#### [Description of the task]
Below are some entries; can you quote all of them exactly?

#### Supplied data ####

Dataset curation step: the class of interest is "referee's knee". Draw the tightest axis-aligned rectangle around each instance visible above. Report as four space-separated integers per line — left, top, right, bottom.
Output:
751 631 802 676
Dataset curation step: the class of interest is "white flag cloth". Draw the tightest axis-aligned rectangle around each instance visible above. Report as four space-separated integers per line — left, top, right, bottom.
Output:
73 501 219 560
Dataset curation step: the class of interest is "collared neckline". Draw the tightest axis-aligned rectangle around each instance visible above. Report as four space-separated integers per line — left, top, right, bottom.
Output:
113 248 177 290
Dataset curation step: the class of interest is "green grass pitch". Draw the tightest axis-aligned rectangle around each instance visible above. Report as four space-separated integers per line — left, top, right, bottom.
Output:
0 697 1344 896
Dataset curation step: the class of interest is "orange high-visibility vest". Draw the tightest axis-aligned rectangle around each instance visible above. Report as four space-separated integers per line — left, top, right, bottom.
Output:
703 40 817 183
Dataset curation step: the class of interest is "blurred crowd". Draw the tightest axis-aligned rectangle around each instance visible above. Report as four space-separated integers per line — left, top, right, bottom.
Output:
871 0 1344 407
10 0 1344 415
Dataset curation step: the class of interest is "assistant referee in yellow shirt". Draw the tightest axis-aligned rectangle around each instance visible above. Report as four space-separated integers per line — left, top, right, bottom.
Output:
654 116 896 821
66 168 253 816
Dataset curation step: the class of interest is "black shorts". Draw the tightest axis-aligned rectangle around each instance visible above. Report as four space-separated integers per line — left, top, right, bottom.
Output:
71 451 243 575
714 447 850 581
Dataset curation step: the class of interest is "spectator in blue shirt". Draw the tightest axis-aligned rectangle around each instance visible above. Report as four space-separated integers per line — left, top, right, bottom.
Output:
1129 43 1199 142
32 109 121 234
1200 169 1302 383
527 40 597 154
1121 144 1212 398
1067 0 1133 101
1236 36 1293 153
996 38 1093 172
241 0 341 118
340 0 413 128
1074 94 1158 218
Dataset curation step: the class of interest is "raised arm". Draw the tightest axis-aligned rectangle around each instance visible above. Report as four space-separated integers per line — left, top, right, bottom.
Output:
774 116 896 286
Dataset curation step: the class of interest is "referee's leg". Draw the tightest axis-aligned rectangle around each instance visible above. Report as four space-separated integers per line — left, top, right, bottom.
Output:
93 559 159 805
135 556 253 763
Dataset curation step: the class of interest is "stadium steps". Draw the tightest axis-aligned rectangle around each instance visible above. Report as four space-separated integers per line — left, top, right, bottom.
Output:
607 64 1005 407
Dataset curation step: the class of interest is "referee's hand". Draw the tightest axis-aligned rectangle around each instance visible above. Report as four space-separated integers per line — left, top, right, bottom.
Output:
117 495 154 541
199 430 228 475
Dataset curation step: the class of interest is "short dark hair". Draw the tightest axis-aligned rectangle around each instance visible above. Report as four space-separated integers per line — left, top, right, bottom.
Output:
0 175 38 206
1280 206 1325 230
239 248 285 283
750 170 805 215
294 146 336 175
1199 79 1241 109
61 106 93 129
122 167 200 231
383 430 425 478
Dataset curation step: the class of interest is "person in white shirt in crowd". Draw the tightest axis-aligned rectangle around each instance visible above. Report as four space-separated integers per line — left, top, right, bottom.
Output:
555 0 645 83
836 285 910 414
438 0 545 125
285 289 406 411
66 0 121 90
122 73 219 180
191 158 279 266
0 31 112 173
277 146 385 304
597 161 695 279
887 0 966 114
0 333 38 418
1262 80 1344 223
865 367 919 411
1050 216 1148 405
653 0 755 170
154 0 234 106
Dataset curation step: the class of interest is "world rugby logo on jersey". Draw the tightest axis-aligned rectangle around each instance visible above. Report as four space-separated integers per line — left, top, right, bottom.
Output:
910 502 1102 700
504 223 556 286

####

#### [Final result]
Dataset curation step: the class of interest is "referee's knee". Draw the tightest axis-aligned rectangle around each instance visible above. Report as four space-separated integers per line — left, top, right, bottom.
Output:
751 631 802 676
Dataset curation step: the class of interest is "white flag cloth". Draw the tightest axis-aligned rectangle around each instance visible above. Report as four space-separated integers per line — left, top, right, bottom.
Output:
73 501 219 560
Dataset curation step: the class of interest is "collared neckline". Draw the tightest axis-aligned rectangle around each instance visible above. Report as four space-separated integers per line — left, top, right, bottom.
Output:
113 248 177 290
Dataset curation step: the class of interest is "green grass pitch". Draw the tightest axis-aligned rectangle around each instance visible above. Report as four space-separated integers per line — left, top, right, bottom.
Output:
0 697 1344 896
Dataset curation step: the class of interest is "orange high-visibility vest". Draw the tightest axis-aligned rectangle around each instance visible above. Report as four space-separated integers per line — left, top, right, bottom.
Output:
703 40 817 183
Dataset curation step: the class of interest is "blurred crowd". Draw the tightest axis-aligned rectangle around each instance visible above. Report as four space-separated integers per line — left, top, right, bottom.
Output:
871 0 1344 407
10 0 1344 415
Dataset curation step: the class of interest is "assistant referee in yellow shirt". Draw the tightest axis-aligned rectangle around each instance visible above. Report as four space-separated integers per line — left, top, right, bottom.
Output:
654 116 896 821
66 168 253 816
Dataset curation step: the class of interest is "black shorts". Draw the tightest axis-aligned rectangle around each instance visible above. Report as four space-separated integers per line — left, top, right, bottom.
Output:
71 451 243 575
714 447 850 581
Dataset curation step: the class of interest is "spectator in blue shirt". Draw the tightest axis-aligned rectangle around each instance visible above. Report as four space-separated integers per line — left, top, right, bottom.
Output:
1129 43 1199 142
32 109 121 234
1200 169 1302 383
527 40 597 154
1121 144 1212 398
1067 0 1133 101
1236 36 1293 153
996 38 1093 172
241 0 341 118
340 0 413 128
1074 94 1158 218
Dataset curation step: the class of interest is "raised arm". Draw the tightest axis-aligned rectangle around each instance visible above. Report as four space-separated integers per line — left, top, right, bottom.
Output:
774 116 896 286
Dataset curation step: the class of interest is "referee's leg". Draw the tightest axis-aligned rectangle around each instance visible above. Report as four space-separated integers per line — left, top, right, bottom.
Output:
93 559 159 805
135 556 253 763
Dataset curation step: the class of interest is "stadium steps". Draw the tightest axis-aligned rectangle around each instance visible above. Report as four space-separated integers per line — left, top, right, bottom.
Output:
607 64 1005 407
Dataset curation step: the class of interest is "referee's hand". Draw the tightest axis-aligned rectangle around each instance visible above. Report as four space-separated integers per line — left, top, right, bottom.
Output:
117 495 154 541
199 430 228 475
Dataset curation step: the class of interest is "short dark hair". Draw the tightest axis-aligned rectangle around each instance visible above. Report as four space-separated integers per line — left, top, right, bottom.
Output:
0 175 38 206
1280 206 1325 230
239 248 285 283
750 170 805 215
294 146 336 175
1199 79 1241 109
61 106 93 129
122 167 200 231
383 430 425 478
Dataset curation step: the class of interest is "person in white shirt in crowd". Draw the tightest axis-aligned rectangle around each instance visible above. Report as four space-separated integers per line — left, top, right, bottom.
Output:
555 0 645 83
836 285 910 414
438 0 545 125
285 289 406 411
66 0 121 90
122 73 219 180
191 158 279 266
0 31 112 173
277 146 385 304
597 161 695 279
887 0 966 114
0 333 38 418
1262 80 1344 223
865 367 919 411
1050 216 1148 405
653 0 755 170
154 0 234 106
Dataset curation step: the class of interest is "world rugby logo on jersey". Draw the tightest axis-aligned rectangle around each instance visible above. Report as four space-separated integers per line — left, top, right, bottom.
Output:
910 502 1102 700
504 223 556 286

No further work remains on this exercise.